## OBJECTIF A
Dans le récit sur la mission du CICR au Sud-Soudan, pour combien d'habitants le pont aérien alimentaire vers Wau devait-il être organisé ?
## OBJECTIF B
Extrayez du récit sur la mission au Sud-Soudan le passage qui commence par "A côté de mes" et se termine par "ce genre d'activité.".
## OBJECTIF C
Poursuivez le récit de la mission du CICR au Sud-Soudan après sa dernière phrase.

Copyright Michel Vonlanthen Tous droits de reproduction réservés.

 

 

A côté de mes occupations habituelles à Genève, j’aimais bien faire de petites missions "pompier" pour le CICR. Mon  savoir faire dans les télécoms, l’expérience du passé et l'attrait de la nouveauté m'attiraient comme un aimant dans ce genre d'activité.

En 1986, on m’appelle pour une courte mission de 2 mois au maximum. Une grande action de secours alimentaire au Sud-Soudan s’ouvrait pour le CICR, ce pays étant alors unifié. Les grandes villes comme DjoubaWau et Malakal étaient encerclées par les rebelles du SPLA (Soudan People Liberation Army). La famine dans ces villes, en mains gouvernementales de Khartoum, était énorme. Les négociations du CICR avec les responsables du SPLA nous avaient donné un large feu vert pour organiser un pont aérien alimentaire à Wau pour environ cent mille habitants.

## LIGNES FOURNIES
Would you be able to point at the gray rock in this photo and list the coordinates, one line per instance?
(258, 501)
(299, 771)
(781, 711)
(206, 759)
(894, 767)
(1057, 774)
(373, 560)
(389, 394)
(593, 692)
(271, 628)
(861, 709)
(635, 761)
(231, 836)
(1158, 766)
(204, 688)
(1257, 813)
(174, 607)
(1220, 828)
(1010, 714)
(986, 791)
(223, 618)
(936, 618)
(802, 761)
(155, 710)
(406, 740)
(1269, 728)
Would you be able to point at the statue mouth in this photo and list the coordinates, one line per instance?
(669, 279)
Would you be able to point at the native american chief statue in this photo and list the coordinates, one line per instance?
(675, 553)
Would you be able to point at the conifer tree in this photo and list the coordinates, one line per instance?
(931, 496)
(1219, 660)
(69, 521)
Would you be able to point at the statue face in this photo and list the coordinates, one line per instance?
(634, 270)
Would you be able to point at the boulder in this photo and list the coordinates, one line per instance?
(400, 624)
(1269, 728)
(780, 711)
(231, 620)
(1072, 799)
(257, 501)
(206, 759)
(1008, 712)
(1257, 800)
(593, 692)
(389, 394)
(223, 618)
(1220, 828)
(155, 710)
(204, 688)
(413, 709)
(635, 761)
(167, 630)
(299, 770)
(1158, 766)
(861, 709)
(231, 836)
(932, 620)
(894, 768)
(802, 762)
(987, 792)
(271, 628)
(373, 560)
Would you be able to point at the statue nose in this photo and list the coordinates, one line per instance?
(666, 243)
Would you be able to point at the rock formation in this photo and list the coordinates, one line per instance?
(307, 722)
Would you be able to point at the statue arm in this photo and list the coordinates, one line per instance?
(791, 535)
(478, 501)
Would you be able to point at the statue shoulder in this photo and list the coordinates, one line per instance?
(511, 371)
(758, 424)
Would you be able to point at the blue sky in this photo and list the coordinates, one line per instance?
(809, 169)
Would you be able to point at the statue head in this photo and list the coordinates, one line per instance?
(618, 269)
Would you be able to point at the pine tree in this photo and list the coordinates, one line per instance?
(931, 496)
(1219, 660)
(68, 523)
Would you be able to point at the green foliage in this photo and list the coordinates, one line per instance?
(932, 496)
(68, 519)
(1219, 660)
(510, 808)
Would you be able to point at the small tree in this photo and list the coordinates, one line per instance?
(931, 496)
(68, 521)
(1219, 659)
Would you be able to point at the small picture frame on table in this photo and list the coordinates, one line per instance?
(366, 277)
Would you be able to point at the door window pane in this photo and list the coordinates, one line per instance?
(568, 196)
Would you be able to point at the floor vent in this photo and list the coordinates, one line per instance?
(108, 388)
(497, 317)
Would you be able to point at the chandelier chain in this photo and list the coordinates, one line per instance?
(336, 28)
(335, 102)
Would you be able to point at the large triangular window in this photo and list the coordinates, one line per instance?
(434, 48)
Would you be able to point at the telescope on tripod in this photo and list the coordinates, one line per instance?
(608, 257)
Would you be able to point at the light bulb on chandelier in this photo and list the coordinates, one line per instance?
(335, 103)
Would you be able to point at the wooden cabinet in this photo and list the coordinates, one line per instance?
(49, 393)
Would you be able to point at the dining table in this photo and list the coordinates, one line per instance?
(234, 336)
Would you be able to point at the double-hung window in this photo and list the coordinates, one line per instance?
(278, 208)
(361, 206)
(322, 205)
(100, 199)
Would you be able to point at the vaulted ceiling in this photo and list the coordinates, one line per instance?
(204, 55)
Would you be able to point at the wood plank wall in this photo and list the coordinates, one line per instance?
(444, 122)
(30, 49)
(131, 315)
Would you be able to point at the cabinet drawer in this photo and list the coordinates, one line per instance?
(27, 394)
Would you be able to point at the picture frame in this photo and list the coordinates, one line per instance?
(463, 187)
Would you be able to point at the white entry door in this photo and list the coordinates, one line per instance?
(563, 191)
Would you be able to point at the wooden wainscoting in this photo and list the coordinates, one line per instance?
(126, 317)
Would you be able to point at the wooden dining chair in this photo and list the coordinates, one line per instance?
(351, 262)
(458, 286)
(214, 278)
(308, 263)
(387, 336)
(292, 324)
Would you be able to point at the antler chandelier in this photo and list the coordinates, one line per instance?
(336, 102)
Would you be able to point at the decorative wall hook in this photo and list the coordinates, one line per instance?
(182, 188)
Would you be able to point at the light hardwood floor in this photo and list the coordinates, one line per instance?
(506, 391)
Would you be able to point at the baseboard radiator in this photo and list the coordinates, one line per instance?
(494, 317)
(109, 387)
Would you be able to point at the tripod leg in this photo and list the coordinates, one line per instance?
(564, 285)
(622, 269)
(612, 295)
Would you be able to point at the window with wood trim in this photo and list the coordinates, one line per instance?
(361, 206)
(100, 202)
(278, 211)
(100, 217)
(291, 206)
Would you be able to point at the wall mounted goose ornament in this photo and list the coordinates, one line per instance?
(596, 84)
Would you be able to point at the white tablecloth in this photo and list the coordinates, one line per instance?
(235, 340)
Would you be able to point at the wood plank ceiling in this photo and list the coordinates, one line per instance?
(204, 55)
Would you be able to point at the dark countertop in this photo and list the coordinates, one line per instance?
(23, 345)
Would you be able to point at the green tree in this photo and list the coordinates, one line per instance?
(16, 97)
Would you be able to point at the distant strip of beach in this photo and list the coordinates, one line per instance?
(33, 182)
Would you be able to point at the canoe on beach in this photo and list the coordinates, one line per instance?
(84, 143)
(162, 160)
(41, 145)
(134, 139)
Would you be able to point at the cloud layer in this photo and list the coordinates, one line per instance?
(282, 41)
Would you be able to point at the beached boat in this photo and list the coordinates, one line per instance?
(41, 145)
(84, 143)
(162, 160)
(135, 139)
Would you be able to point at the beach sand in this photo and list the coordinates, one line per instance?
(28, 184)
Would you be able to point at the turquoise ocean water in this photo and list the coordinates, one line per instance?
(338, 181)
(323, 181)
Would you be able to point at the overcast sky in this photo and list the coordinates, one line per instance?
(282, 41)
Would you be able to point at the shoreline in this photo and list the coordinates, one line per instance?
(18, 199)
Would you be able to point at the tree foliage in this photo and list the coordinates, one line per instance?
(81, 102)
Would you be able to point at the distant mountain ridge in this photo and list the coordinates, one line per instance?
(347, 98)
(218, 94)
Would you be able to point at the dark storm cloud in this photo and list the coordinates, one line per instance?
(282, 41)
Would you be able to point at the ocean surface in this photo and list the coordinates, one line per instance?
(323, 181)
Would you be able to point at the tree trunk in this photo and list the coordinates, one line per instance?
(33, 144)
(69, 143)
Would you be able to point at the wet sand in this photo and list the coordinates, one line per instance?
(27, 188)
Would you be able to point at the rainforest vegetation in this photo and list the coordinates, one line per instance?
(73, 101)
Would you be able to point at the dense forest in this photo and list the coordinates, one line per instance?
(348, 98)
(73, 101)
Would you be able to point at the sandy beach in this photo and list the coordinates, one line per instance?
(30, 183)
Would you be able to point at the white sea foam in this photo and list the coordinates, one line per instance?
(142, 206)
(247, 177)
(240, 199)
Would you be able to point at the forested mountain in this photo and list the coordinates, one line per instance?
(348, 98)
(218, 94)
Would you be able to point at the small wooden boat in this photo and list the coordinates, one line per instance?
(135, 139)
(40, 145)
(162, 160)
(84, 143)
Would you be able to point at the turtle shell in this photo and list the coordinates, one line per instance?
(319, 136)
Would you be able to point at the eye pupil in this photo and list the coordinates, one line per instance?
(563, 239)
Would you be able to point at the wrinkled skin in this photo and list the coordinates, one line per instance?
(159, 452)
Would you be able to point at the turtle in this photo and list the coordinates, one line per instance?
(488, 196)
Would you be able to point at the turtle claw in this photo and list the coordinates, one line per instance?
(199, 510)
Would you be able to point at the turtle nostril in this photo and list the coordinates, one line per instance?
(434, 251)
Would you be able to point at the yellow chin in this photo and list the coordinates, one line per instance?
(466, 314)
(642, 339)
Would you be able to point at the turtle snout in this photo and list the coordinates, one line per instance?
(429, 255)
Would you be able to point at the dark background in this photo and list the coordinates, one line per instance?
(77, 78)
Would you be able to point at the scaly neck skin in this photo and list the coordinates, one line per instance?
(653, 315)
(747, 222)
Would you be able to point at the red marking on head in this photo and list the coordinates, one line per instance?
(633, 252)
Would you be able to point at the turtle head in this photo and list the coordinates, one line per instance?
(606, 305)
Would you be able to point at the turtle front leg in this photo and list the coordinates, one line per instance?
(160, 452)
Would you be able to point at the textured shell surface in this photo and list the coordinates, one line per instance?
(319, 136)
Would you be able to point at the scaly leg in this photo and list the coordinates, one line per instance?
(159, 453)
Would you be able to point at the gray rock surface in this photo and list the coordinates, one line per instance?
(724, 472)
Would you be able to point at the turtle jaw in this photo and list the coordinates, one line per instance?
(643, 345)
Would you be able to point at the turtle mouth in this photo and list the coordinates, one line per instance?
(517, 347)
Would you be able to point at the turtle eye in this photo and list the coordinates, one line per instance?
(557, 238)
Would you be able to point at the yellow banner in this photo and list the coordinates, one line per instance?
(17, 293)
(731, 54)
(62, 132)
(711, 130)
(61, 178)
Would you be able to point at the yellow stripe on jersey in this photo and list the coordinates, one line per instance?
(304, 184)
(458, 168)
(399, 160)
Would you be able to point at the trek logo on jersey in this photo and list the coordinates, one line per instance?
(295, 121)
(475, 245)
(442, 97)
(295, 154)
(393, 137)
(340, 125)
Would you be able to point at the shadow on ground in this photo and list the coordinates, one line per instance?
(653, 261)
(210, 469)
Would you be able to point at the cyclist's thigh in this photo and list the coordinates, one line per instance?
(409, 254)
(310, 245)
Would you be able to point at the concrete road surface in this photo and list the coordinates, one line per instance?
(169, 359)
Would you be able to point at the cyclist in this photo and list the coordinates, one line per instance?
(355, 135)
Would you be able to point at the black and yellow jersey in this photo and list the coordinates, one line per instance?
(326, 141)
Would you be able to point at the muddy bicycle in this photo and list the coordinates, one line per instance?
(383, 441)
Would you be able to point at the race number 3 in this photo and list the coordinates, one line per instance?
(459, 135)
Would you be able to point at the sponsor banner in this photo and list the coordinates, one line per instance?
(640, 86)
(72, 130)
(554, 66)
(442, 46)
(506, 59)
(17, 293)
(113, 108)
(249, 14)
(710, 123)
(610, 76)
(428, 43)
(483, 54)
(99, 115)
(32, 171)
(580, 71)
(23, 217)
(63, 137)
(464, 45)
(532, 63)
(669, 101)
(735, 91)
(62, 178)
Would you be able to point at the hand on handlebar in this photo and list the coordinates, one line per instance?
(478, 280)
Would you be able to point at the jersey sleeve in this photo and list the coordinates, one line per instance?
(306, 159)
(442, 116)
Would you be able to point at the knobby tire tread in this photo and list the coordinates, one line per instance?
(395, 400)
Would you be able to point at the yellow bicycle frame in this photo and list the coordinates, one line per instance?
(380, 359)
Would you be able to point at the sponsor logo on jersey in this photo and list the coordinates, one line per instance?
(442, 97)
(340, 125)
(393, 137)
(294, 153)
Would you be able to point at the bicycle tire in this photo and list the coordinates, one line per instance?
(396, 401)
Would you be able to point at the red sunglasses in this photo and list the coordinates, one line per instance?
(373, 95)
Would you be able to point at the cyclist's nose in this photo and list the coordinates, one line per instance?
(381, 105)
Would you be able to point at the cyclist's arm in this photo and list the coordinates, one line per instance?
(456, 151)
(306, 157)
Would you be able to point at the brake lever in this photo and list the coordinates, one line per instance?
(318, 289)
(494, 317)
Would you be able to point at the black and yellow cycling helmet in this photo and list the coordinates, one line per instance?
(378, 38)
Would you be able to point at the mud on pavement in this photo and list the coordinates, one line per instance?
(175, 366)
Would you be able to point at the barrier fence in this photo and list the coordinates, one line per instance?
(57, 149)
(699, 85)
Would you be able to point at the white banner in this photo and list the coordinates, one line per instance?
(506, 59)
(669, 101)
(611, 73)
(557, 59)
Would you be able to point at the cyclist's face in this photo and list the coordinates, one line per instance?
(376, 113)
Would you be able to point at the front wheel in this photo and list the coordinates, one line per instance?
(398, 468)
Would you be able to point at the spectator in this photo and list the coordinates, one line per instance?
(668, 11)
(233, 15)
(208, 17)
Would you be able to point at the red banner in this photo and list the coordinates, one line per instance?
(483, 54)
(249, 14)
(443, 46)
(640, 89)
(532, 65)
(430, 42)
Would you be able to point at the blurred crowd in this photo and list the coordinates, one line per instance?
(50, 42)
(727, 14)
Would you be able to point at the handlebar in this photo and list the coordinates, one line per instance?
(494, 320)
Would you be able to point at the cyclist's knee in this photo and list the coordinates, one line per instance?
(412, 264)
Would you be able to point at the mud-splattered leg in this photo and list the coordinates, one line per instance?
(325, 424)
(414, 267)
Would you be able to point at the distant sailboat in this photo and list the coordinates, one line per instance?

## RÉSULTAT ATTENDU A
Pour environ cent mille habitants.

## RÉSULTAT ATTENDU B
A côté de mes occupations habituelles à Genève, j’aimais bien faire de petites missions "pompier" pour le CICR. Mon  savoir faire dans les télécoms, l’expérience du passé et l'attrait de la nouveauté m'attiraient comme un aimant dans ce genre d'activité.

## RÉSULTAT ATTENDU C
 

 

A la mi juillet, nous partons de Khartoum avec deux petits avions pour une mission exploratoire afin de voir les environs, d'organiser les transports des marchandises en avions et leur stockage et de préparer le logement pour une dizaine de délégués. Ma propre tâche était de mettre sur pieds les communications radio HF, VHF et avec les avions et d'installer les générateurs de courant et autres équipements qui devaient m'être confiés. Le pilote (très expérimenté) du Cessna 404 (photo ) n'avait ni instrument de navigation ni cartes de la région, l'aventure était donc programmée!... Il nous  avait dit: "après deux heures de vol, il y aura une rivière et je tournerai vers Wau. Mais question: et si la rivière n'apparaît pas?

 

Mais nous sommes finalement bien arrivés, le petit mono-moteur aussi. Mais problème: ce dernier avait juste assez de fuel pour un aller simple et ne pouvait plus retourner à Khartoum. Nous transvasâmes donc du fuel des ailes du Cessna 404 au réservoir du petit avion avec des bidons de récupération, ce qui lui permit de refaire le voyage inverse.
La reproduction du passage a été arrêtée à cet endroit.